INSTRUCTIONS FOR THE TASK »
Would it be possible to output exactly, and only, the lines below from the one holding "Annotate the truck" to the last line, both included, with every picture left out?

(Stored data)
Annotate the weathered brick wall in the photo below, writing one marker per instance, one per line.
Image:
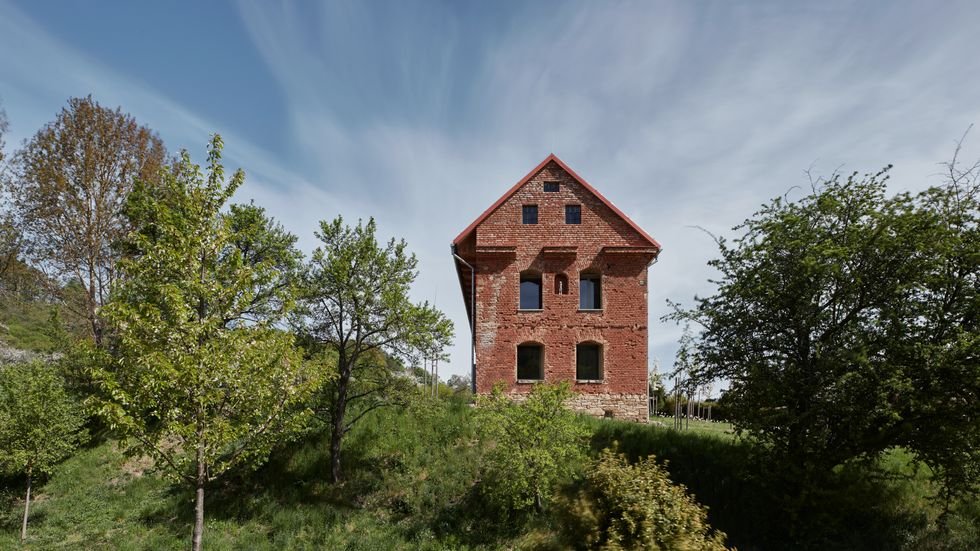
(504, 247)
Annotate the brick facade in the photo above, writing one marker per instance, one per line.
(605, 244)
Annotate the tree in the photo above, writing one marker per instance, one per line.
(71, 183)
(846, 323)
(460, 384)
(533, 446)
(40, 423)
(795, 323)
(936, 332)
(357, 306)
(201, 378)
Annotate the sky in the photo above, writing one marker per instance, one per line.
(420, 114)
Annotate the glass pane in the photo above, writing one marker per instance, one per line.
(588, 292)
(531, 295)
(587, 362)
(529, 362)
(530, 214)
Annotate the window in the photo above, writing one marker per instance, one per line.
(588, 362)
(530, 362)
(561, 284)
(530, 291)
(530, 214)
(590, 292)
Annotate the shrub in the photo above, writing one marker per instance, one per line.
(624, 506)
(531, 447)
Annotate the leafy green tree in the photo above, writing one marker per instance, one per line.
(40, 423)
(70, 184)
(357, 308)
(846, 323)
(626, 506)
(201, 378)
(533, 446)
(794, 325)
(936, 332)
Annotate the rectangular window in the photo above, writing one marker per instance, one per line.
(588, 362)
(530, 362)
(530, 292)
(590, 292)
(530, 214)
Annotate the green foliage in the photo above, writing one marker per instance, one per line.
(936, 332)
(846, 324)
(40, 424)
(71, 181)
(201, 378)
(636, 506)
(356, 303)
(533, 446)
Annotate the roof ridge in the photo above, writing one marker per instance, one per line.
(552, 157)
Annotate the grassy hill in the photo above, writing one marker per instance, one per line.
(410, 475)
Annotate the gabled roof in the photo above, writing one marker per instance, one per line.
(552, 157)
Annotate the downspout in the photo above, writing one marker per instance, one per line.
(472, 319)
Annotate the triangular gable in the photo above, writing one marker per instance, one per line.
(469, 229)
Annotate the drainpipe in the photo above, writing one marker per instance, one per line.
(472, 319)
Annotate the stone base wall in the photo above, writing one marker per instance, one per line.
(628, 407)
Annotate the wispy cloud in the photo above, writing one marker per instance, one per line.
(682, 113)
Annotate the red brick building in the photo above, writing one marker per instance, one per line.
(555, 283)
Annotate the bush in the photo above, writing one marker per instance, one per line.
(624, 506)
(532, 447)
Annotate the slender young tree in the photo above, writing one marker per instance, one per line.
(70, 184)
(40, 423)
(357, 305)
(202, 379)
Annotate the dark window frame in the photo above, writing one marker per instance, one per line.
(530, 277)
(530, 347)
(595, 290)
(583, 351)
(561, 284)
(529, 214)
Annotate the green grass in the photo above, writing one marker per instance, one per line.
(26, 325)
(410, 479)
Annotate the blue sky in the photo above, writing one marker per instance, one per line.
(422, 113)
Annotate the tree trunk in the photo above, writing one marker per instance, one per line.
(199, 505)
(27, 506)
(337, 431)
(93, 313)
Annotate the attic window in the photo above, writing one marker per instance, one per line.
(530, 214)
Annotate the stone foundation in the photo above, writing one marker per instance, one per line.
(630, 407)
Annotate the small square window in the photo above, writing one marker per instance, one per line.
(530, 362)
(530, 214)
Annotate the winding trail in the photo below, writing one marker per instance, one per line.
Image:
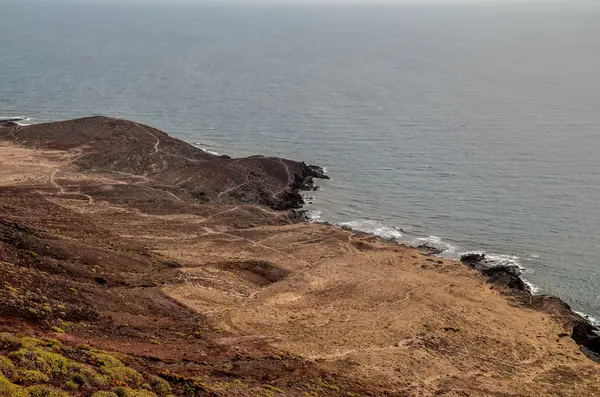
(156, 149)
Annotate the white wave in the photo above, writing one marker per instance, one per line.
(314, 216)
(375, 228)
(204, 148)
(493, 260)
(532, 287)
(592, 320)
(13, 118)
(434, 242)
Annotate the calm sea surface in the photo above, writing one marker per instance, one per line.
(471, 128)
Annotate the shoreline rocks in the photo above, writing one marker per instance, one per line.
(582, 331)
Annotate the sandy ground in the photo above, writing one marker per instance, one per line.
(390, 316)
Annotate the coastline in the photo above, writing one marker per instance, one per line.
(331, 304)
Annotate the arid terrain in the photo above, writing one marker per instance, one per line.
(133, 264)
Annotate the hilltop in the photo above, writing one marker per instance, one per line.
(135, 264)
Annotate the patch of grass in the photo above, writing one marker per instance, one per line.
(9, 389)
(45, 391)
(104, 394)
(115, 371)
(127, 392)
(161, 386)
(33, 376)
(71, 385)
(7, 368)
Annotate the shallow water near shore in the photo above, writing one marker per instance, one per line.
(465, 128)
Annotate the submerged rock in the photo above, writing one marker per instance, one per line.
(472, 259)
(508, 276)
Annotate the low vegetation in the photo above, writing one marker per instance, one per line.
(32, 367)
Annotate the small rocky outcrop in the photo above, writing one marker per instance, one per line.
(508, 276)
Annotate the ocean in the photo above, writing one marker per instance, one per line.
(470, 128)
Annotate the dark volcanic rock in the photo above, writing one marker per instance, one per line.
(150, 156)
(428, 250)
(586, 335)
(472, 259)
(508, 276)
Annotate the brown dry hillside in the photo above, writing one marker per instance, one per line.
(134, 264)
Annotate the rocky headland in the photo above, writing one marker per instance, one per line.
(134, 264)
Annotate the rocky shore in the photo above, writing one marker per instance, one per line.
(583, 333)
(134, 264)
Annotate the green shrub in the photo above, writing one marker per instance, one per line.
(161, 386)
(7, 368)
(115, 371)
(52, 364)
(46, 391)
(127, 392)
(34, 376)
(104, 394)
(71, 385)
(8, 389)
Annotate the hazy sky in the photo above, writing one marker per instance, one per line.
(366, 2)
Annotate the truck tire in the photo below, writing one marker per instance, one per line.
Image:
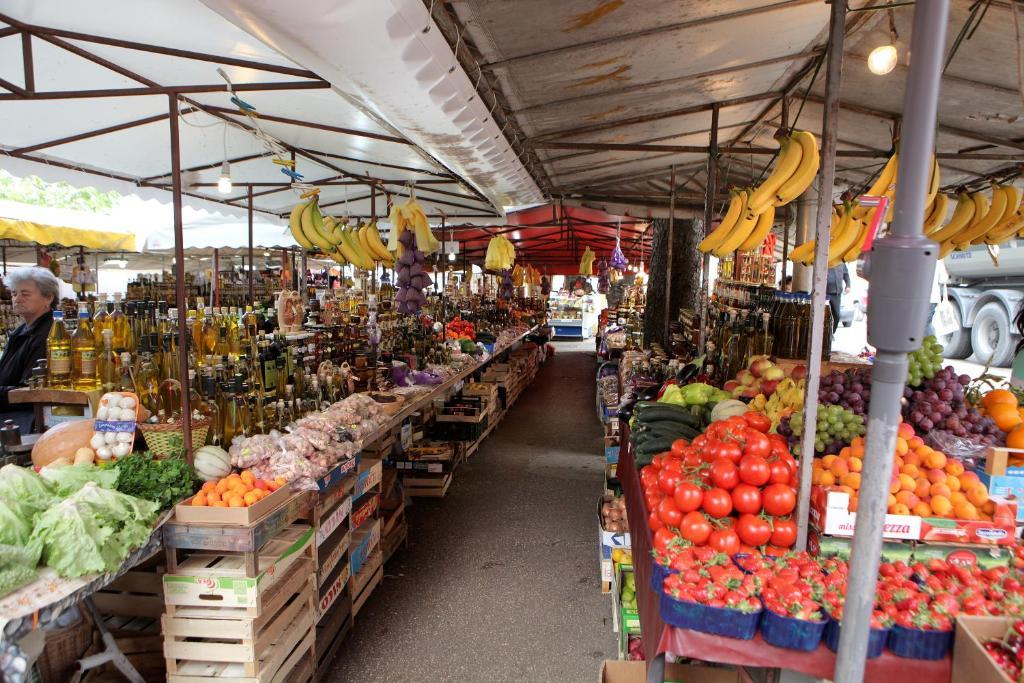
(992, 337)
(956, 344)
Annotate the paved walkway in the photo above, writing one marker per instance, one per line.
(500, 581)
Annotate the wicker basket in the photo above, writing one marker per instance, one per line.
(162, 438)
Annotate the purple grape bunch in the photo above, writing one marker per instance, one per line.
(850, 389)
(939, 407)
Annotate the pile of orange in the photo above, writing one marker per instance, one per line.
(236, 491)
(925, 481)
(1001, 406)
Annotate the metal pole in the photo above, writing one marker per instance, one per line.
(179, 275)
(668, 267)
(829, 136)
(710, 193)
(251, 293)
(901, 270)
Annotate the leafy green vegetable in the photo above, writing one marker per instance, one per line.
(164, 481)
(93, 530)
(23, 485)
(66, 480)
(14, 577)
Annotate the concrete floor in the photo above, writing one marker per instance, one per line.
(500, 581)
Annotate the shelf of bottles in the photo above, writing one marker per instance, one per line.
(745, 321)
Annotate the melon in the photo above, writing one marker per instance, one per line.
(64, 440)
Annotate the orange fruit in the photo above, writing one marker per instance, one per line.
(965, 510)
(1006, 417)
(977, 496)
(922, 510)
(1015, 439)
(941, 506)
(998, 397)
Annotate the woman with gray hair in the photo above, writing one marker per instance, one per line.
(35, 293)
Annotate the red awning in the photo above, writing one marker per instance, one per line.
(552, 239)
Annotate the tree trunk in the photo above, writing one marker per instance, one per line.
(686, 263)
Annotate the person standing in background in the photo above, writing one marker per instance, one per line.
(838, 284)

SOLUTION TO THIS PROBLEM »
Annotate the truck tire in the photo below, writing one marker per instance, one per line.
Image:
(992, 337)
(956, 344)
Annotate the paved walkway in the photo above, writing one marker per instance, one per line.
(500, 581)
Annotate the wicker basket in the photo above, writing one marker per instance, one per line.
(162, 438)
Annotate the purple grape bunch in the photo above, writing one marker per instance, one per line.
(850, 389)
(939, 407)
Annotate the pile of orange in the photo above, writing one marker per instance, one per line.
(236, 491)
(925, 481)
(1001, 406)
Annotate the metal pole in the photo above, writing one marker per instance, one per line.
(179, 275)
(668, 267)
(829, 136)
(710, 193)
(251, 293)
(901, 270)
Annotate the leafy green vegetable in the photo above, writing one marker per instance, one per line.
(164, 481)
(93, 530)
(23, 485)
(66, 480)
(14, 577)
Annotate the concrete floor in the photo above, writing one marker per instance, one per line.
(500, 581)
Annotate the shelf of bottles in the photo above, writing one marker per instance, one per line.
(745, 321)
Annotate the melon in the photo above, writing one marker per instance, one per line.
(64, 440)
Annotate the orange fruit in the photo above, writing one marker per instance, one per line.
(965, 510)
(1006, 417)
(977, 496)
(922, 510)
(1015, 439)
(941, 506)
(998, 397)
Annotate the woman with gray hair in the photo above, writing one marker per instance, one per line.
(35, 293)
Annotate the red awning in the photo above, writing one marker per instance, one per line.
(552, 239)
Annotate the tree trunk in the photo above, writing one marker per instance, one per line.
(686, 263)
Annotate the person standing in background in the photo above, writing one marker per instance, one per line.
(838, 284)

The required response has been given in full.